ПРЕДОСТАВЛЕННЫЙ ОТРЫВОК:

++++

Так я упустил автослесаря Медведева. Начав с ним разговаривать, я вспомнил, что фамилию его называл император Михаил. Да, он был его одноделец, один из первых читавших "Воззвание к русскому народу" и не донесших о том. Медведеву дали непростительно, позорно мало - всего лишь три года! - это по 58-й статье, по которой и пять лет считалось сроком детским. Видно, все-таки императора сочли сумасшедшим, а остальных помиловали по классовым соображениям. Но едва я собрался узнать как это все понимает Медведев - а его взяли "с вещами". По некоторым обстоятельствам можно было сообразить, что взяли его на освобождение. Этим подтверждались те первые слухи о сталинской амнистии, которые в то лето доходили до нас, об амнистии никому, об амнистии, после которой даже под нарами не становилось просторнее.
Взяли на этап моего соседа - старого шуцбундовца (всем этим шуцбундовцам, задыхавшимся в консервативной Австрии, здесь, на родине мирового пролетариата в 1937 году вжарили по десятке, и на островах Архипелага они нашли свой конец). И ко мне придвинулся смуглый человечек со смоляными волосами, с женственными глазами - темными вишнями, однако с укрупненным расширенным носом, портившим все лицо до каррикатуры. С ним рядом мы полежали сутки молча, на вторые у него был повод спросить: "За кого вы меня принимаете?" Говорил он по-русски свободно, правильно, но с акцентом. Я заколебался: было в нем и кавказское как будто, и как будто армянское. Он улыбнулся: "Я легко выдавал себя за грузина. Меня звали Яша. Все смеялись надо мной. Я собирал профсоюзные взносы." Я оглядел его. Действительно комичная фигура: коротышка, лицо непропорциональное, беззлобная улыбка. И вдруг он напрягся, черты его стали отточенными, глаза стянулись и как взмахом черной сабли полосанули меня:
- А я - разведчик румынского генерального штаба! Лукотенант Владимиреску!
Я даже вздрогнул, такой мне послышался динамит. Перезнакомившись с двумя сотнями лжешпионов, я никак не предполагал встретить настоящего, и думал их не существует.

++++

(Строки набора данных для указания объектов)
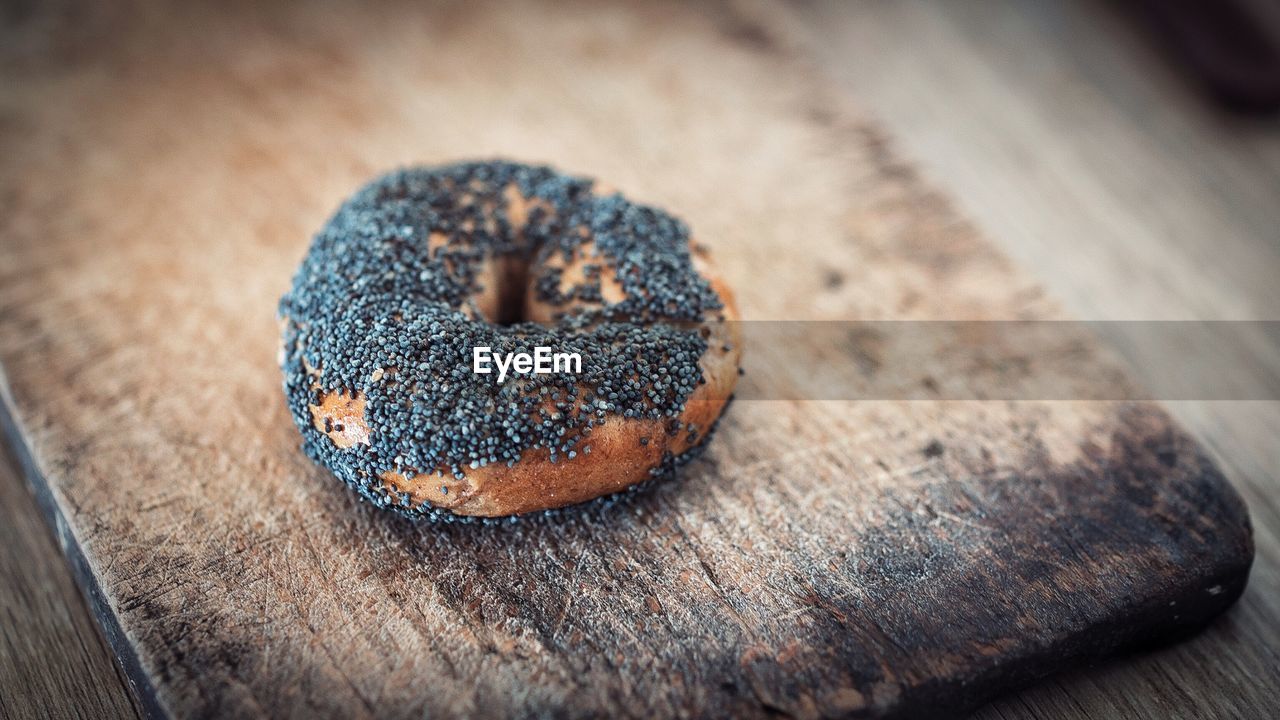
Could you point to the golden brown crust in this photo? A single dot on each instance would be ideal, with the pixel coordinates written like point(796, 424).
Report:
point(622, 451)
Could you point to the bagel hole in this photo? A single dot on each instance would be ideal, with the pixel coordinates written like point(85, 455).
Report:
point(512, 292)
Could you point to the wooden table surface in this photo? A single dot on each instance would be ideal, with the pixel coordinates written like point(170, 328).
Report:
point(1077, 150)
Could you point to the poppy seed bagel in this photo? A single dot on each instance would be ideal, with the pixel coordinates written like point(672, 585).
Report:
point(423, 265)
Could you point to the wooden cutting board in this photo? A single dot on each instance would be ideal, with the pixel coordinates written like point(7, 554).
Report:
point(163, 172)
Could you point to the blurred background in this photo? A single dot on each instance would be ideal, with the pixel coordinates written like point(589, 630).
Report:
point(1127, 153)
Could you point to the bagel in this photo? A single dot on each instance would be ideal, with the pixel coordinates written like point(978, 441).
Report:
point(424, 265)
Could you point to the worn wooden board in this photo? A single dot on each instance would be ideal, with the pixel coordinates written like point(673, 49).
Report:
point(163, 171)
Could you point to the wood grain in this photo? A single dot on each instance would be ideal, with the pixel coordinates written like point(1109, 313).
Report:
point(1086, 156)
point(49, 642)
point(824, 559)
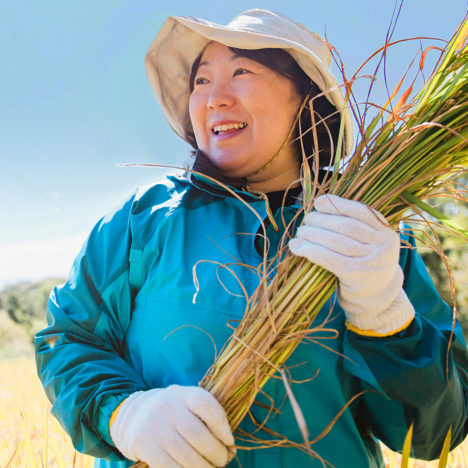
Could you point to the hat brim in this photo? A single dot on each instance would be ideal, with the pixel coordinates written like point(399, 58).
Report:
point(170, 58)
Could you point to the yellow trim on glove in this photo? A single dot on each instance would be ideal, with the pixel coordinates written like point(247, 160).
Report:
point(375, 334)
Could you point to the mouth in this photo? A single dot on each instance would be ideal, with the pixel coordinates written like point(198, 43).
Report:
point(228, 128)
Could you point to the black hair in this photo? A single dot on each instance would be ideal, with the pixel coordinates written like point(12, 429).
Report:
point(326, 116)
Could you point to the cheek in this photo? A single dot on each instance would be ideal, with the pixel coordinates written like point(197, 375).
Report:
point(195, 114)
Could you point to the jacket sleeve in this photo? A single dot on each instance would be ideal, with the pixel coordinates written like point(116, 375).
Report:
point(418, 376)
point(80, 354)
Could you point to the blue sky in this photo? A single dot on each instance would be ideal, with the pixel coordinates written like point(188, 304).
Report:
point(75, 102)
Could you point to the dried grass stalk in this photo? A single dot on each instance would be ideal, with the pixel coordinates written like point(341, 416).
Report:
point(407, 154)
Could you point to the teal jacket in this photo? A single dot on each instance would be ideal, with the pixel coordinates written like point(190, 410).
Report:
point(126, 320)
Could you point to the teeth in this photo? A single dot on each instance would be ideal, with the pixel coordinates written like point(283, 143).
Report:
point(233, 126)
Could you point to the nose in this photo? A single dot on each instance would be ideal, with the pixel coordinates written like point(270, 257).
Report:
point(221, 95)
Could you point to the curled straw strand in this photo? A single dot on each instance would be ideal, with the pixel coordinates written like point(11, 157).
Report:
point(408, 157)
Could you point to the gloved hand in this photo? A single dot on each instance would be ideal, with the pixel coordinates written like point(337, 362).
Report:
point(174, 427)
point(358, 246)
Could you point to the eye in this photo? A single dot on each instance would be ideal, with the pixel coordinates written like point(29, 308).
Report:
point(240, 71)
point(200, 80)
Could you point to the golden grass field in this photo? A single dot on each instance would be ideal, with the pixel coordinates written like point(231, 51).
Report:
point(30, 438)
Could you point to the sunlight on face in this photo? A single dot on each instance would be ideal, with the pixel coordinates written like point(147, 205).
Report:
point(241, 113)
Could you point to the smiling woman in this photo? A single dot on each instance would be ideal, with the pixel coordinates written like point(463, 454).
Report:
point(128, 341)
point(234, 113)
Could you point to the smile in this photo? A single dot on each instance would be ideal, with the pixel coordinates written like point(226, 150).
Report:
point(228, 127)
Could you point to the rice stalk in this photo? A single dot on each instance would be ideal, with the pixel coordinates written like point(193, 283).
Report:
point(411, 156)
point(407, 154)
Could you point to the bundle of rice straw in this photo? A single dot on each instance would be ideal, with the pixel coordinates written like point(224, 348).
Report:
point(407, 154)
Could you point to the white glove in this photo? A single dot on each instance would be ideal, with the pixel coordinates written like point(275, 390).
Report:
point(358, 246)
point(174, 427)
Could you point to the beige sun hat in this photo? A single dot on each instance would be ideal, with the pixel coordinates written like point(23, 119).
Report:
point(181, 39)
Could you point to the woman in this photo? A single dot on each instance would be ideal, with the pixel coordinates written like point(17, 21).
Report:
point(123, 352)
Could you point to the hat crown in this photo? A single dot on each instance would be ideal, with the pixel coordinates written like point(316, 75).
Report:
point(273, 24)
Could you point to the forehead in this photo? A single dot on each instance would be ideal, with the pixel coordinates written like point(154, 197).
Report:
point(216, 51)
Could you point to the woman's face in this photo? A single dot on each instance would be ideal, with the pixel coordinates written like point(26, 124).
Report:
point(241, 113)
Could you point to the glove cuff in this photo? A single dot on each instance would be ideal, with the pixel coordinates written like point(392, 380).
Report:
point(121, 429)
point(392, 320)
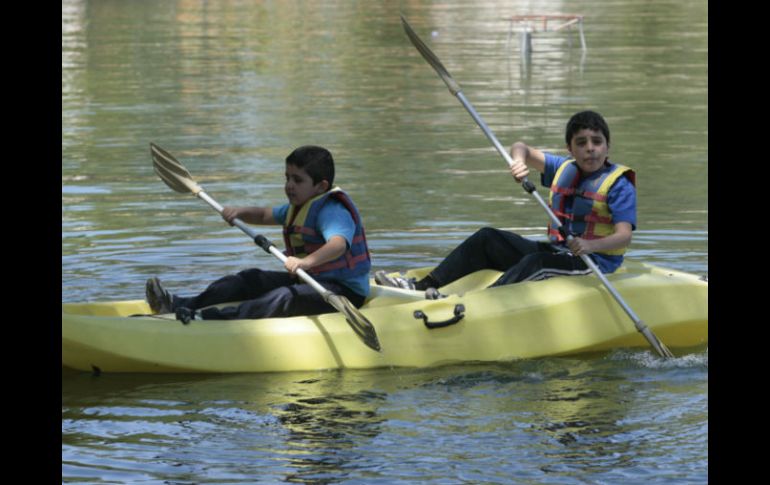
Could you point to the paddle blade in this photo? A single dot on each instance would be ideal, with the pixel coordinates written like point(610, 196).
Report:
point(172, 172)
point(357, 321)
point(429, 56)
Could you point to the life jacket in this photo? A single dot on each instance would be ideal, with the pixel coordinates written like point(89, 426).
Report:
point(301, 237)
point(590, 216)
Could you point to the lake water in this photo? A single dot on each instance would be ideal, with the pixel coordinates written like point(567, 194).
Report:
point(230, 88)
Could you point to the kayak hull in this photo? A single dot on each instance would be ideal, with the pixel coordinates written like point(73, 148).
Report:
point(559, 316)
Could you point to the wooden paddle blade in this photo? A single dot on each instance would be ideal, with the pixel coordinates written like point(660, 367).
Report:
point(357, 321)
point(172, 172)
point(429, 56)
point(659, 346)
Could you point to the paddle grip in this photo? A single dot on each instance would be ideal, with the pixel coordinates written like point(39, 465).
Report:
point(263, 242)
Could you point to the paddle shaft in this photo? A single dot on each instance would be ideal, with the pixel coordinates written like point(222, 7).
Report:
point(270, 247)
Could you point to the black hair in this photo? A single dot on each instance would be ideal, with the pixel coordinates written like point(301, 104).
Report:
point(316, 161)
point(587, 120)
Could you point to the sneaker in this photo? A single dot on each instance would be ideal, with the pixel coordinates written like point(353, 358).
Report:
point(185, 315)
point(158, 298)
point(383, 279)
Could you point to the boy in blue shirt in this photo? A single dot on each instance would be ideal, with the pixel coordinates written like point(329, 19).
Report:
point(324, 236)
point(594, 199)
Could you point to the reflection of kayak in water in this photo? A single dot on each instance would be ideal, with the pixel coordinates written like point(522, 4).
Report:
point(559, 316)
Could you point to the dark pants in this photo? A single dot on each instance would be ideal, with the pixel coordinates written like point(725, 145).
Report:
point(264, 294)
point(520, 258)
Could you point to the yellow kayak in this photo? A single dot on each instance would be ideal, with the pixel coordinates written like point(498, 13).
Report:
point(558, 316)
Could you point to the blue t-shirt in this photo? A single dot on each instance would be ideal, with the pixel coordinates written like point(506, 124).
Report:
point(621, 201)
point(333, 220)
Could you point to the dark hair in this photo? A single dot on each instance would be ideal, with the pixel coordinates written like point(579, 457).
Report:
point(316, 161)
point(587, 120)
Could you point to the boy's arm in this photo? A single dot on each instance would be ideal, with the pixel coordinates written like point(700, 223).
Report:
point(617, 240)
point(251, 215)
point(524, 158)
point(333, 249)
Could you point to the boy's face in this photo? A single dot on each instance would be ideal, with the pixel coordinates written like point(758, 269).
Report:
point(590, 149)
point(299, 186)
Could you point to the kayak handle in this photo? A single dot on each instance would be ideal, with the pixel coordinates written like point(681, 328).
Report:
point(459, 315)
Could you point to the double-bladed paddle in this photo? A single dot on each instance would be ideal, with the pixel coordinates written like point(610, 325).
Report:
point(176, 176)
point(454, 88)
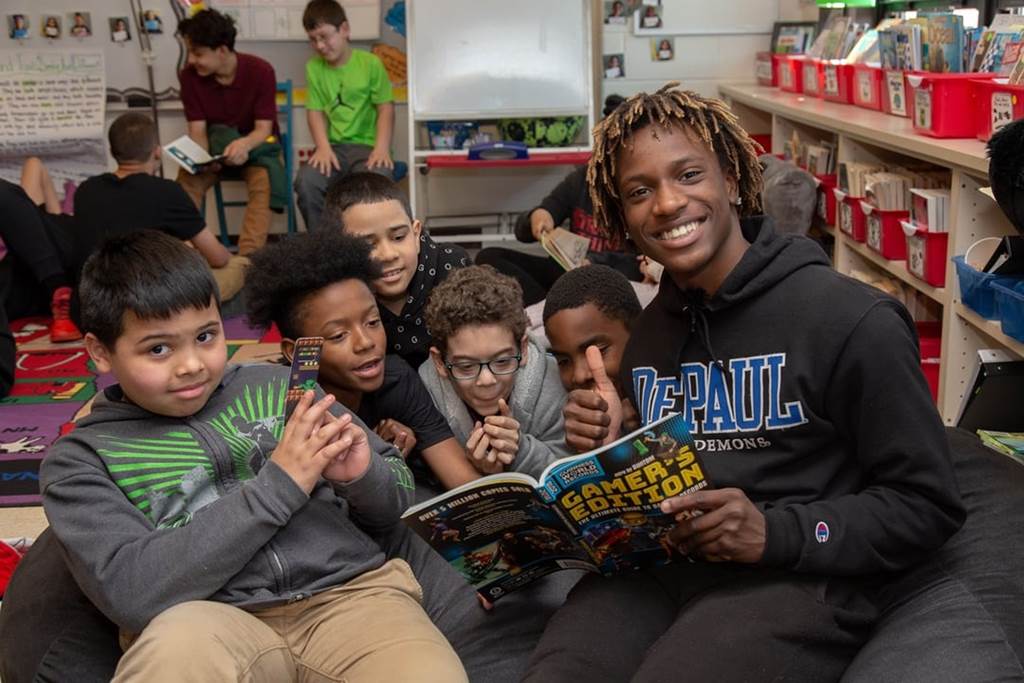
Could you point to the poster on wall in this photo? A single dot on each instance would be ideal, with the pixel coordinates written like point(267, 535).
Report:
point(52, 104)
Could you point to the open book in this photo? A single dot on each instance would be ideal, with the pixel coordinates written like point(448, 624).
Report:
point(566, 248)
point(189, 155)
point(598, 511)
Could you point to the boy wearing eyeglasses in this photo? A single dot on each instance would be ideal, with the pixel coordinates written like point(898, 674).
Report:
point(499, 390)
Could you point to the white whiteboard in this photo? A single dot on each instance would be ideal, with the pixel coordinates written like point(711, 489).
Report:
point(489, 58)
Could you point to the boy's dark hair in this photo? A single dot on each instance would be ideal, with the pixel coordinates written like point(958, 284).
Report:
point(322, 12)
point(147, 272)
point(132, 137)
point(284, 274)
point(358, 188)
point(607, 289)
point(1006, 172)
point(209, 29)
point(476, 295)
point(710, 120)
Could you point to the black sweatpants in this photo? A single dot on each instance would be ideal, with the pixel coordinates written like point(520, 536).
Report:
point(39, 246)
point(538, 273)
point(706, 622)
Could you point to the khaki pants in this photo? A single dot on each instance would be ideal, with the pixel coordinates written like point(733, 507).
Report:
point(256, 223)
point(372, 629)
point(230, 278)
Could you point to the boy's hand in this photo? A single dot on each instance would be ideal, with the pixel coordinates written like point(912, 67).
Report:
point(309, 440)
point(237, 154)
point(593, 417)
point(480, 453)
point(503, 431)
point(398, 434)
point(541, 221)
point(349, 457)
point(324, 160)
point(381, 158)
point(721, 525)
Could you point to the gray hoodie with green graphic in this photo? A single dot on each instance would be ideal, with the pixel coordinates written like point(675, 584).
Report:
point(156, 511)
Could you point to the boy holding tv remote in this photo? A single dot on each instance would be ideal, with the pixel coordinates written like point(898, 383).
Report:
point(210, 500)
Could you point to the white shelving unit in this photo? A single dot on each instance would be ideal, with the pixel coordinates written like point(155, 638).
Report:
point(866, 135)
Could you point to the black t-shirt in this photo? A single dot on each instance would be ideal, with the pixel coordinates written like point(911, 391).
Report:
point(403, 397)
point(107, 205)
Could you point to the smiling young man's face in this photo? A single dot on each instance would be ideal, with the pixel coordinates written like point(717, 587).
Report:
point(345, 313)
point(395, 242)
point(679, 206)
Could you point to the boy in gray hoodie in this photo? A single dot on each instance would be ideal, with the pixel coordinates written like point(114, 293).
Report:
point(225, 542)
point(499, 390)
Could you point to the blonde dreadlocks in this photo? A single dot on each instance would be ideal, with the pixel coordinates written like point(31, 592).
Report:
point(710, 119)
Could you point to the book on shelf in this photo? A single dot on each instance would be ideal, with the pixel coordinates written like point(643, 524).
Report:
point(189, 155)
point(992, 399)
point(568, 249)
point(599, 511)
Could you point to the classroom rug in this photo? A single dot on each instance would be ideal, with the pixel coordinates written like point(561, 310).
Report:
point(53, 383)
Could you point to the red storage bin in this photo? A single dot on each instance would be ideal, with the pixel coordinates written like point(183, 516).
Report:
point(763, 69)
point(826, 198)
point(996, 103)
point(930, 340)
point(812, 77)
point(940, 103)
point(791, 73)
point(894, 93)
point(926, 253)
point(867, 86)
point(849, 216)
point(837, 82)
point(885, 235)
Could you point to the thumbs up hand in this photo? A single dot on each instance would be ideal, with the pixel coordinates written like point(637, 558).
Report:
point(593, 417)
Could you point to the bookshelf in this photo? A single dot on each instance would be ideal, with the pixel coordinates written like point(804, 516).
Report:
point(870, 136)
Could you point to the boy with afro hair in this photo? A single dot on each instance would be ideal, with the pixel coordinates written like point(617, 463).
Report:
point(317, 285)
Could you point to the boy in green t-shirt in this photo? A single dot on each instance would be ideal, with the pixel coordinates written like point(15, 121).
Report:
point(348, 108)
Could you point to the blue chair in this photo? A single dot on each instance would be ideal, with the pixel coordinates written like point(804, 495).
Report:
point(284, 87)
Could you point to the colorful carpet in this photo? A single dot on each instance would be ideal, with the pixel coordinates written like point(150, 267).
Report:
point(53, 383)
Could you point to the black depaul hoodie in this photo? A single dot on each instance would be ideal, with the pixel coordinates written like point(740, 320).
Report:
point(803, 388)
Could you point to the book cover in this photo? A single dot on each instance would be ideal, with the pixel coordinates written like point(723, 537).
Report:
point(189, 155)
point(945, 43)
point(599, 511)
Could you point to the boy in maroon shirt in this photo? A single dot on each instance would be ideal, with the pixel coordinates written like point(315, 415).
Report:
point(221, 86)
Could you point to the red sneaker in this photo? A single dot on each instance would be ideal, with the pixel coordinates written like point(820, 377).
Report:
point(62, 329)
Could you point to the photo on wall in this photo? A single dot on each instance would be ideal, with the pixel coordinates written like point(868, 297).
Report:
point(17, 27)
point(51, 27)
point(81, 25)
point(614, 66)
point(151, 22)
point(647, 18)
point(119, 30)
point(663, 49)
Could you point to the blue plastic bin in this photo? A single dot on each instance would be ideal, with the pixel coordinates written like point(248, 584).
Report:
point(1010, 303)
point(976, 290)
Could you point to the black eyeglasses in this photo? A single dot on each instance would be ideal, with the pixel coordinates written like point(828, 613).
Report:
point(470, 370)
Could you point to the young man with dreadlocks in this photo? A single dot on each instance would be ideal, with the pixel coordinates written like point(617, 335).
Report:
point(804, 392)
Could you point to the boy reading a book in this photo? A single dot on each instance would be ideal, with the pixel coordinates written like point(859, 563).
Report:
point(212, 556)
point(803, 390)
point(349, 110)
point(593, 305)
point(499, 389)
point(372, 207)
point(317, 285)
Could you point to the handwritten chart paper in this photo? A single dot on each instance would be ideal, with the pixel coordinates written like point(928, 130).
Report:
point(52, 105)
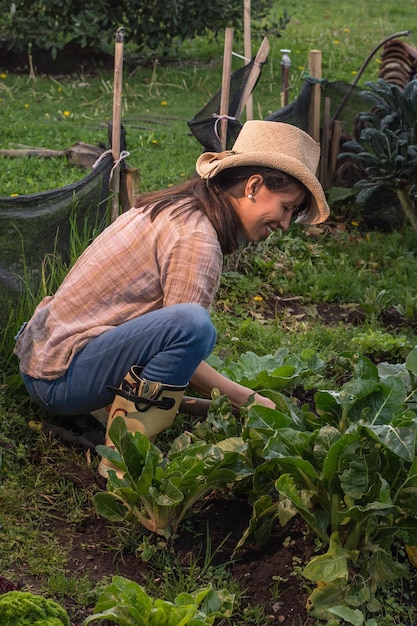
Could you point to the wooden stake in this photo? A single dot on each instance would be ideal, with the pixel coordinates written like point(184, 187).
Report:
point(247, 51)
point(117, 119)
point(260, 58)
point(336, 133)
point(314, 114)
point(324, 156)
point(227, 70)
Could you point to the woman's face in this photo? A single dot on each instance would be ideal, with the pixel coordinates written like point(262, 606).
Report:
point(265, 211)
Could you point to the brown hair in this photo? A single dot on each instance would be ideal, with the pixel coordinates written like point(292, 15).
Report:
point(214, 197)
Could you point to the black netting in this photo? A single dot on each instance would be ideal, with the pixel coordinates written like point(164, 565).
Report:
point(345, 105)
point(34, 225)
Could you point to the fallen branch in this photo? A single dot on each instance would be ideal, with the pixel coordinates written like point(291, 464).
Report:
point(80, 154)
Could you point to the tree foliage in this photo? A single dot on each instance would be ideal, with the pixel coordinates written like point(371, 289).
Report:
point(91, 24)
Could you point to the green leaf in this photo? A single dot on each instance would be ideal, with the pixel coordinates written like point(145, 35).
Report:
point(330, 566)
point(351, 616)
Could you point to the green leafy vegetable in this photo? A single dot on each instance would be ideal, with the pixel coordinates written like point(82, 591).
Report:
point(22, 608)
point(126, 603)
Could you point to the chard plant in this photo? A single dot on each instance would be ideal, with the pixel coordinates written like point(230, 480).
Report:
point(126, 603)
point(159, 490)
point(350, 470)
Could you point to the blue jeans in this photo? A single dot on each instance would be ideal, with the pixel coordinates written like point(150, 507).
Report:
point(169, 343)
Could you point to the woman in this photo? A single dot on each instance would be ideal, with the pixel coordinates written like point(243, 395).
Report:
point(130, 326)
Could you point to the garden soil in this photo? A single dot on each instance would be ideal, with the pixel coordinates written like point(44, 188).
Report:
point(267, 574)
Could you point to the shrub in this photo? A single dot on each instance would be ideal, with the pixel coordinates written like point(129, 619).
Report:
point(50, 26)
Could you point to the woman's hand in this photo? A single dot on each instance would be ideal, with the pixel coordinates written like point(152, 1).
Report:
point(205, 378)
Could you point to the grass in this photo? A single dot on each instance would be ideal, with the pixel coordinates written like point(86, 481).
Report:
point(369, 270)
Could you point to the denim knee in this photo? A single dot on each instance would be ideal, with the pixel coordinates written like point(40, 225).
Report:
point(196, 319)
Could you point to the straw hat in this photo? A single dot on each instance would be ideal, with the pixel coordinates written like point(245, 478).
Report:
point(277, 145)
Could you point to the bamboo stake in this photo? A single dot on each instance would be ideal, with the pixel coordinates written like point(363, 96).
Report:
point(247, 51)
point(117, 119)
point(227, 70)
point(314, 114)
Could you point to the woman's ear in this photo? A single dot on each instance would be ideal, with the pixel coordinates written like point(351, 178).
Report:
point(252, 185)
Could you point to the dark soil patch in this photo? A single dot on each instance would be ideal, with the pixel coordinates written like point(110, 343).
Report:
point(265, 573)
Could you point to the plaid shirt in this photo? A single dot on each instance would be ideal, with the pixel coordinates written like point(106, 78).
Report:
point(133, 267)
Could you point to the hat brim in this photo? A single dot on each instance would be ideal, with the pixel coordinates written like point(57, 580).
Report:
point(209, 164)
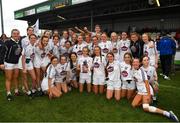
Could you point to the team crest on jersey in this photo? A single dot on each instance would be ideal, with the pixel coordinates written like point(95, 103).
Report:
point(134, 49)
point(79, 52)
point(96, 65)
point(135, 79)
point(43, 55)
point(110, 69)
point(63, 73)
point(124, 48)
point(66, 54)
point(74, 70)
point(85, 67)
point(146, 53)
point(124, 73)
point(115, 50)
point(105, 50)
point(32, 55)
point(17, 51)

++++

НАД ЧЕМ РАБОТАТЬ:
Пожалуйста, ответьте на вопросы по отрывку, нумеруя ответы так же:
1. Какой срок дали Медведеву?
2. Что, по собственным словам смуглого соседа, он собирал?
3. Какими званием и фамилией назвал себя этот сосед?

ОТВЕТ НА ЗАДАНИЕ:
1. Три года.
2. Профсоюзные взносы.
3. Лукотенант Владимиреску.